_What to produce_.
Render every entry verbatim.

** BEGIN **

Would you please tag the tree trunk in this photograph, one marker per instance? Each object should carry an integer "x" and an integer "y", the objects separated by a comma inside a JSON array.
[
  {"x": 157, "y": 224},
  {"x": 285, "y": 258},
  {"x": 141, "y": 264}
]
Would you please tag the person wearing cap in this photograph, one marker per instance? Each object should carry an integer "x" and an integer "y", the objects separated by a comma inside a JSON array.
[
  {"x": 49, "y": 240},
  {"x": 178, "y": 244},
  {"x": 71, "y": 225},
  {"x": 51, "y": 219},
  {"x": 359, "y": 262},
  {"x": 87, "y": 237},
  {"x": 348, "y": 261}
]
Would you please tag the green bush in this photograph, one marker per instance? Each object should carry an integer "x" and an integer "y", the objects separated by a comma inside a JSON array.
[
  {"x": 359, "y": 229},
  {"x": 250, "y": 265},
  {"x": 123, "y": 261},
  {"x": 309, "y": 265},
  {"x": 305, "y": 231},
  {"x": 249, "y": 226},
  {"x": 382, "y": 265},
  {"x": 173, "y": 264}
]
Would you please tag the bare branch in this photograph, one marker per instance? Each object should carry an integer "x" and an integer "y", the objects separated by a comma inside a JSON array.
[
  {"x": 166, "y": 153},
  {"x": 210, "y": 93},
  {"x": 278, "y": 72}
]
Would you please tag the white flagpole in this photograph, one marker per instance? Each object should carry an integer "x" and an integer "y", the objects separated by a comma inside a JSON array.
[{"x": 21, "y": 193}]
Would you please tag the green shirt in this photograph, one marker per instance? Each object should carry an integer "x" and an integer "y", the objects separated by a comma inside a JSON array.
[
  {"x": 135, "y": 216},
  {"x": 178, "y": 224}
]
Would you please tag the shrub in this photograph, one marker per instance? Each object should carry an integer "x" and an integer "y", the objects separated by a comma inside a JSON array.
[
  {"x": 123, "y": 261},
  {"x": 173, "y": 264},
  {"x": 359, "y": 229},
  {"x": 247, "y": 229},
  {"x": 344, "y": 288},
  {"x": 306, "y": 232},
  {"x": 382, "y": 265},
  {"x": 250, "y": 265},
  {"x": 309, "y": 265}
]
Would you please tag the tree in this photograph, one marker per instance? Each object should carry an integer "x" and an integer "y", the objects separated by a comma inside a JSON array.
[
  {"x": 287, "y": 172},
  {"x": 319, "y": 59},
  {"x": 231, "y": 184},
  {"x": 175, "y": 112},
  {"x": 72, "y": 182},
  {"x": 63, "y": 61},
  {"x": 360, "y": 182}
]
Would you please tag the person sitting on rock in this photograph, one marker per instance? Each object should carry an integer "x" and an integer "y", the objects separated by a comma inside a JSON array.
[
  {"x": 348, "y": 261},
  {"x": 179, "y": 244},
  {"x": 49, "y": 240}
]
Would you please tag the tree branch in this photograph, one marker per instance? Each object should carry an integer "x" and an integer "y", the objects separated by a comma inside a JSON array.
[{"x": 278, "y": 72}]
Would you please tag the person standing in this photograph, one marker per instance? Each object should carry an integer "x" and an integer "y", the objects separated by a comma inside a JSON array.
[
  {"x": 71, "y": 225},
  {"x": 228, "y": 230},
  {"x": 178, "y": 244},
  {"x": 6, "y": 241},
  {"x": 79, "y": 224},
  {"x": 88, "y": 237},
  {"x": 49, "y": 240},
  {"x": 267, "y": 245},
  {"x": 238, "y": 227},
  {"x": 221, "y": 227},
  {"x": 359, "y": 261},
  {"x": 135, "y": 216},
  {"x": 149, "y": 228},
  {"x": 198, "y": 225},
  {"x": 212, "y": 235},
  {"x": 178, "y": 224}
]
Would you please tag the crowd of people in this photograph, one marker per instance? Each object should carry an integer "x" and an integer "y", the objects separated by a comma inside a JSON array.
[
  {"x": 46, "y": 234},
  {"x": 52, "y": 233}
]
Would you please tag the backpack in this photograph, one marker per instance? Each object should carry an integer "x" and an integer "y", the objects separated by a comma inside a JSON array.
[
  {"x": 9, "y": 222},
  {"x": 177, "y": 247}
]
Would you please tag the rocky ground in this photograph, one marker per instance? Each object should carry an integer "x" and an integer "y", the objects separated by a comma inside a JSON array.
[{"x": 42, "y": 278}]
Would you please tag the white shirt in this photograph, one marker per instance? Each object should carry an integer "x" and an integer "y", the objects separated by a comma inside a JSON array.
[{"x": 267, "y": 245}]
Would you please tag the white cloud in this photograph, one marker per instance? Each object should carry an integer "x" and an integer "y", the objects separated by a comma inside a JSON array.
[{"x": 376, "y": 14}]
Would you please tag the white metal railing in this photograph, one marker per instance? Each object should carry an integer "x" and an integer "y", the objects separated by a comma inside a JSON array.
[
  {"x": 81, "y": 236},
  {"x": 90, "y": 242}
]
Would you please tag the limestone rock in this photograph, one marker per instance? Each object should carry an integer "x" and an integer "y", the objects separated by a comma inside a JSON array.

** END **

_Correct response_.
Would you please tag the tree trunk in this photograph, one marker per instance? Each object should carry an integer "x" and an integer "y", the objects separated by a comma inside a JSON array.
[
  {"x": 157, "y": 224},
  {"x": 285, "y": 258},
  {"x": 141, "y": 264}
]
Would you please tag the person wearing cap in this photograph, one marker per instance? Each object should carry an integer "x" and an integer "y", the objects separated by a comma inside a JSON array.
[
  {"x": 49, "y": 240},
  {"x": 178, "y": 244},
  {"x": 71, "y": 225},
  {"x": 51, "y": 219},
  {"x": 359, "y": 262},
  {"x": 87, "y": 237},
  {"x": 348, "y": 261}
]
Would you please tag the green bush in this photograph, one marker per instance? Each object should carry an integer "x" and an integer "y", the objects separated by a comma inside a JSON array.
[
  {"x": 359, "y": 229},
  {"x": 250, "y": 265},
  {"x": 123, "y": 261},
  {"x": 309, "y": 265},
  {"x": 305, "y": 231},
  {"x": 249, "y": 226},
  {"x": 382, "y": 265},
  {"x": 173, "y": 264}
]
Would you please tag the bare branch in this photograph, one marker per instance? Each object should carry an integer "x" and an integer "y", the objects separated by a comma inside a JSON array.
[
  {"x": 166, "y": 153},
  {"x": 210, "y": 93},
  {"x": 278, "y": 72}
]
Would you please tag the white flagpole in this photograph, one marker per instance? Each object should carry an integer "x" and an integer "y", the objects separated by a comma inside a JSON array.
[{"x": 21, "y": 193}]
Would you please tag the green shirt in this photograph, one marker per instance? Each object should carry an integer "x" and an integer "y", the objects separated by a comma inside a JSON array.
[
  {"x": 135, "y": 216},
  {"x": 178, "y": 224}
]
Would you please tag the shrub in this photograph, one marker per instance? Each object should carry an integer "x" and an integer "y", the objects separated by a comma inside a JSON array.
[
  {"x": 123, "y": 261},
  {"x": 173, "y": 264},
  {"x": 359, "y": 229},
  {"x": 247, "y": 229},
  {"x": 344, "y": 288},
  {"x": 306, "y": 232},
  {"x": 382, "y": 265},
  {"x": 250, "y": 265},
  {"x": 309, "y": 265}
]
Would you please tag the tree in this photograph, one marker per instance? Each object should carry an integer "x" and an integer "y", the objects separated by a comma inside a JSON array.
[
  {"x": 287, "y": 172},
  {"x": 319, "y": 59},
  {"x": 231, "y": 184},
  {"x": 175, "y": 112},
  {"x": 72, "y": 182},
  {"x": 63, "y": 61},
  {"x": 360, "y": 182}
]
Would you please tag the person sitting on rock in this photograph, one marker per instance? Each object should carry an integer "x" and an integer "y", the objects separated by a comma inside a JSON array.
[
  {"x": 348, "y": 261},
  {"x": 179, "y": 244},
  {"x": 49, "y": 240}
]
Would you please tag the tree branch in this photograph, one marker per instance? Each object should carry an integer "x" and an integer "y", the objects separated by a comma inside a JSON array.
[{"x": 278, "y": 72}]
Would you please tag the person standing in this photograph, one marker per instance? Each object should carry an integer "x" and an integer "y", the objects separated by a comma inside a JSON array.
[
  {"x": 71, "y": 225},
  {"x": 228, "y": 230},
  {"x": 178, "y": 244},
  {"x": 6, "y": 241},
  {"x": 79, "y": 224},
  {"x": 88, "y": 237},
  {"x": 49, "y": 240},
  {"x": 267, "y": 245},
  {"x": 238, "y": 227},
  {"x": 221, "y": 227},
  {"x": 359, "y": 261},
  {"x": 135, "y": 216},
  {"x": 149, "y": 228},
  {"x": 198, "y": 225},
  {"x": 212, "y": 235},
  {"x": 178, "y": 224}
]
Would you please tag the crowd of people in this photograph, one marker per instance? Each object should carry an integer "x" and an integer "y", the objects separated by a comma inside a JSON array.
[
  {"x": 46, "y": 234},
  {"x": 52, "y": 233}
]
Would you please tag the backpack in this photograph, one marker per instance? Each object should carry an integer "x" and an integer "y", the objects separated by a comma inside a JSON array.
[
  {"x": 9, "y": 222},
  {"x": 177, "y": 247}
]
Would you please tag the rocky ground in this photograph, one marker per instance? Each object should carry an integer "x" and an integer "y", the objects separated by a comma inside a JSON array.
[{"x": 42, "y": 278}]
Would you please tag the white shirt in this photograph, one marker per instance? Each object should carry an integer "x" and an integer "y", the objects separated by a comma inside a JSON array.
[{"x": 267, "y": 245}]
Would you please tag the white cloud in this photograph, one marker per instance? Each object should carry an integer "x" and an integer "y", the objects separated by a comma inside a JSON array.
[{"x": 376, "y": 14}]
Would you please tag the white metal railing in this photograph, one marker per instance? Each object should carry an integer "x" and an integer "y", the objects separated by a comma inside a JSON array.
[
  {"x": 81, "y": 236},
  {"x": 90, "y": 242}
]
Would you please tag the limestone rock in this photograph, one marker per instance? Each object should carry an integer "x" and an integer "y", the objects separated by a comma inside a JSON array.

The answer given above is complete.